─── GIVEN DATA ───

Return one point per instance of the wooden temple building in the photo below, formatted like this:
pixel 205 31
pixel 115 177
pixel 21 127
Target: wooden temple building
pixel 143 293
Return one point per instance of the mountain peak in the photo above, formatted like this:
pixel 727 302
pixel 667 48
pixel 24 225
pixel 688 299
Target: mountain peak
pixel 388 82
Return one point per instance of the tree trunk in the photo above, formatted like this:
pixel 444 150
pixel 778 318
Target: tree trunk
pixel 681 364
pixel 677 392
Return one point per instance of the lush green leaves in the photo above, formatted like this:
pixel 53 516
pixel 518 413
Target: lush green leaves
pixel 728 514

───

WHAT TO DO:
Find the line with "pixel 667 48". Transcribe it and every line after it exactly, through the end of the records above, and nothing else.

TASK RESPONSE:
pixel 667 48
pixel 24 225
pixel 688 299
Target: mountain peak
pixel 388 82
Return one point per instance of the tree trunk in the photo above, formatted like this:
pixel 444 150
pixel 778 318
Target: tree trunk
pixel 681 364
pixel 677 392
Return one point per instance of the lush green leaves in the photo above, formatted like this:
pixel 53 516
pixel 518 413
Target: lush green leaves
pixel 728 514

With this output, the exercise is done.